#### [Goal of the exercise]
Find every line in the entries that holds the string "mural" and report it.

Top of Source material

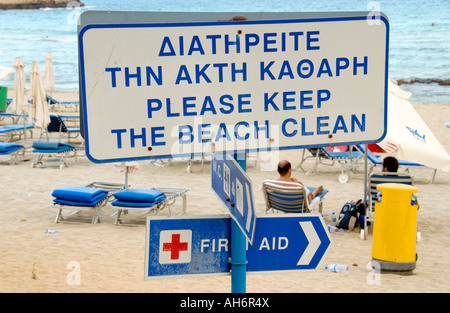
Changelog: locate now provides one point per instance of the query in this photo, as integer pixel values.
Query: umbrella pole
(365, 175)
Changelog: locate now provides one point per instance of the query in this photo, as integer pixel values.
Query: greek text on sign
(175, 89)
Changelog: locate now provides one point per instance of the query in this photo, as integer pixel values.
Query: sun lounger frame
(171, 196)
(72, 218)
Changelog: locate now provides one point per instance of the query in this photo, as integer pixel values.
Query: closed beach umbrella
(4, 72)
(408, 136)
(19, 87)
(39, 110)
(49, 76)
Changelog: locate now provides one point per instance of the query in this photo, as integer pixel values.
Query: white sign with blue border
(234, 188)
(200, 245)
(160, 90)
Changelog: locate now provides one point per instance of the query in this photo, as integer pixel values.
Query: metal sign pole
(238, 247)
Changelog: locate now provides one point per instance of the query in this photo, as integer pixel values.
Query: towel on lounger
(138, 197)
(9, 147)
(53, 146)
(79, 194)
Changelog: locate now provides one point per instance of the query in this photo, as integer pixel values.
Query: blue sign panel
(187, 246)
(234, 189)
(291, 242)
(201, 245)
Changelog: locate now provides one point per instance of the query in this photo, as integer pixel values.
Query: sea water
(419, 35)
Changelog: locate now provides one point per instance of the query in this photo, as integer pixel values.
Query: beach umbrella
(39, 110)
(49, 76)
(4, 72)
(408, 136)
(19, 87)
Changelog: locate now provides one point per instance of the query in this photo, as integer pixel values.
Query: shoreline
(111, 259)
(35, 5)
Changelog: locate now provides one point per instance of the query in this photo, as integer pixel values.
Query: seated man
(285, 171)
(390, 165)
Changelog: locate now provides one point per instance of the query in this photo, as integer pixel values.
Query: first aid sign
(160, 90)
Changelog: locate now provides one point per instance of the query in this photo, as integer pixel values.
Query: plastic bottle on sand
(338, 268)
(333, 219)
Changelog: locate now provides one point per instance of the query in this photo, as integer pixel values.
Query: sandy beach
(111, 258)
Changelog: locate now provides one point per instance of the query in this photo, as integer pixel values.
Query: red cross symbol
(175, 247)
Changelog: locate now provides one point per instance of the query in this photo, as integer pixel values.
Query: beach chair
(83, 204)
(375, 160)
(289, 197)
(348, 161)
(15, 130)
(146, 202)
(12, 150)
(374, 179)
(57, 125)
(52, 151)
(55, 103)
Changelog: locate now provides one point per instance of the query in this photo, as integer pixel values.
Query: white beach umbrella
(4, 72)
(408, 136)
(39, 110)
(19, 87)
(49, 76)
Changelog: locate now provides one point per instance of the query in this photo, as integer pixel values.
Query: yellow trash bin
(394, 230)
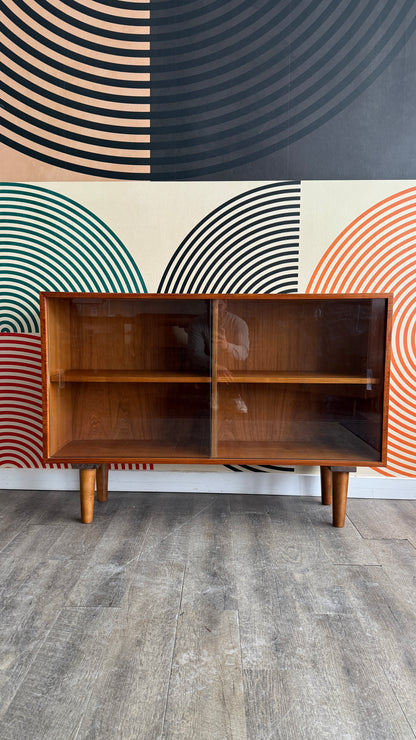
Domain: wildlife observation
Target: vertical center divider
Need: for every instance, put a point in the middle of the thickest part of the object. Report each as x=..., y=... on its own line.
x=214, y=379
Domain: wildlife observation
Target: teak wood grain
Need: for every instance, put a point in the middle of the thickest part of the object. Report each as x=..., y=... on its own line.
x=310, y=388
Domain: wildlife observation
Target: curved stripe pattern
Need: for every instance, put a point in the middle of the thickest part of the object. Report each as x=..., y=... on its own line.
x=49, y=242
x=377, y=253
x=21, y=402
x=250, y=244
x=233, y=80
x=76, y=85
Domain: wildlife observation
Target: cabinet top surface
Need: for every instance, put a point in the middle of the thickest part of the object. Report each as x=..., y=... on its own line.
x=216, y=296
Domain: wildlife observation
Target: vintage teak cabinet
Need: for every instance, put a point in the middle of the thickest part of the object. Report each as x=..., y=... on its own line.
x=250, y=379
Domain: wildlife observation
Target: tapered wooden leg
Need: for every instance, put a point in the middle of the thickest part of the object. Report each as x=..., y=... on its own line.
x=340, y=492
x=326, y=485
x=102, y=483
x=87, y=490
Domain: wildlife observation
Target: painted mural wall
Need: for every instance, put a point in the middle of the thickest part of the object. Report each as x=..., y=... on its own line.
x=205, y=146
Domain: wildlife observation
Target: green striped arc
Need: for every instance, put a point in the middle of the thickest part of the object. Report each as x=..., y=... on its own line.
x=49, y=242
x=131, y=276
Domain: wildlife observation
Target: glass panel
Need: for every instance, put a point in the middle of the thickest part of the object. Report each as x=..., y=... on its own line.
x=310, y=385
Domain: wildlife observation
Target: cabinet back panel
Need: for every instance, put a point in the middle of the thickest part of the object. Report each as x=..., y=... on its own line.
x=310, y=335
x=131, y=335
x=149, y=412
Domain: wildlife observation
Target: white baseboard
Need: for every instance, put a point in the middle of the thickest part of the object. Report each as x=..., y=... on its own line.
x=284, y=484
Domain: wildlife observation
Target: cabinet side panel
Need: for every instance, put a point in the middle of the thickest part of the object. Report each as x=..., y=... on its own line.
x=58, y=359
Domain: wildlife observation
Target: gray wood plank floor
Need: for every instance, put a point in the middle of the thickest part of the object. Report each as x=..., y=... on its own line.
x=206, y=617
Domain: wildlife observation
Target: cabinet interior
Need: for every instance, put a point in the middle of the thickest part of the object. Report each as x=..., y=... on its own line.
x=299, y=379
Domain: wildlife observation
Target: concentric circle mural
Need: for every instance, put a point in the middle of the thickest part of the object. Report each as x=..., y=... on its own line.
x=76, y=85
x=160, y=90
x=49, y=242
x=234, y=81
x=250, y=244
x=377, y=253
x=20, y=401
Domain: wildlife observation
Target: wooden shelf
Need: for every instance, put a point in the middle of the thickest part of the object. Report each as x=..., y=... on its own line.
x=309, y=445
x=297, y=377
x=126, y=376
x=126, y=450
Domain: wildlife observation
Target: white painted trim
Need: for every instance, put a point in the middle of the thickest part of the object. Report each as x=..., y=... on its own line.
x=285, y=484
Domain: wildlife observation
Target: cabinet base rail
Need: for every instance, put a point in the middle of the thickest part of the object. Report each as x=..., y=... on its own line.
x=334, y=489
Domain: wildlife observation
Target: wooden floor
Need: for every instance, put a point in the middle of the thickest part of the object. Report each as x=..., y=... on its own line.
x=206, y=617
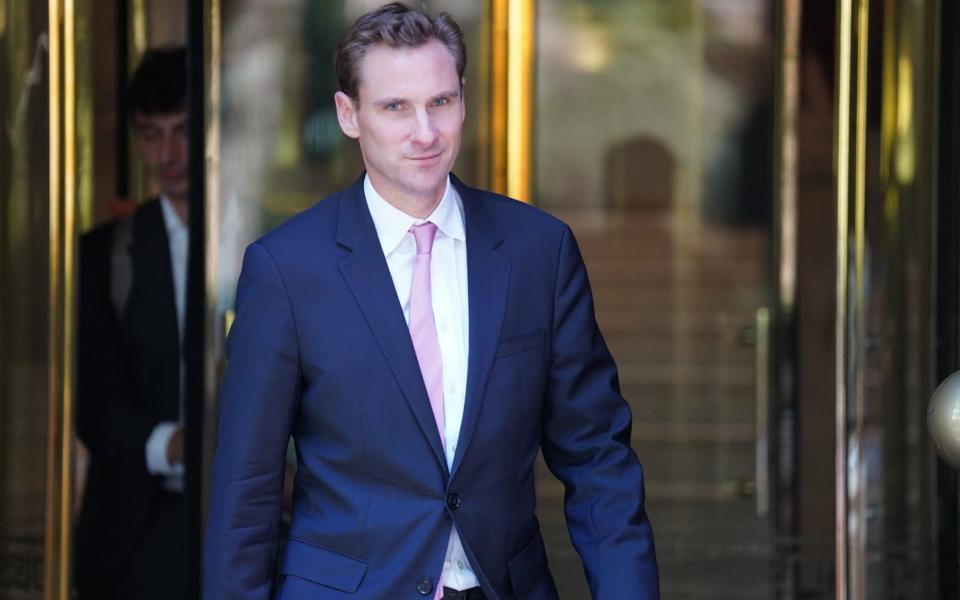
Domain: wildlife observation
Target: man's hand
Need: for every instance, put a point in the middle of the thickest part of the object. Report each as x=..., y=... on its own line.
x=175, y=448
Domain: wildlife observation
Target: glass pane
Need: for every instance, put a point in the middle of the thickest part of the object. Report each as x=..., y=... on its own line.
x=24, y=295
x=654, y=126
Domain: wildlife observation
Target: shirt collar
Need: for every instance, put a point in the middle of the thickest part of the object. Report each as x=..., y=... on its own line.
x=171, y=219
x=392, y=223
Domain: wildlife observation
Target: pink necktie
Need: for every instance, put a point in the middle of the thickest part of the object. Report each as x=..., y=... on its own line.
x=423, y=332
x=423, y=329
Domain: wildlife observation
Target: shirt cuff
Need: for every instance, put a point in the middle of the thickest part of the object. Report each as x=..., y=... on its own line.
x=157, y=450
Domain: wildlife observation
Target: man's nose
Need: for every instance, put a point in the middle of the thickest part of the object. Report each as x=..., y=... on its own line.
x=425, y=131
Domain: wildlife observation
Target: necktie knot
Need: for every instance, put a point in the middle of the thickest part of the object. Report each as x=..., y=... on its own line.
x=424, y=234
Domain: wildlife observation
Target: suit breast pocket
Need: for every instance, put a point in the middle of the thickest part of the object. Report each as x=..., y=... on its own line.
x=518, y=344
x=318, y=565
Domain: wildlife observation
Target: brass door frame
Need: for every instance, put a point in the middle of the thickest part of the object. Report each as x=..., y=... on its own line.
x=70, y=191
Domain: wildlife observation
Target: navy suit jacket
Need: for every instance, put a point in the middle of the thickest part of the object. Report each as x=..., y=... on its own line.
x=320, y=350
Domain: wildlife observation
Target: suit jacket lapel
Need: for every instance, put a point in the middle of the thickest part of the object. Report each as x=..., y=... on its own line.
x=156, y=306
x=365, y=270
x=488, y=278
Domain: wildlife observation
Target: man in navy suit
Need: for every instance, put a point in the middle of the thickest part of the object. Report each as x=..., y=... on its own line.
x=421, y=341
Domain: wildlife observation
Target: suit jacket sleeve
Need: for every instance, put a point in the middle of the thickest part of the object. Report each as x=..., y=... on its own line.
x=259, y=398
x=108, y=419
x=586, y=444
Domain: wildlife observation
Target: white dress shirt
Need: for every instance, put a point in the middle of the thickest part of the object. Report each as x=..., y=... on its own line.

Bottom of Source material

#### [Your solution]
Target: painted mural wall
Target: concentric circle mural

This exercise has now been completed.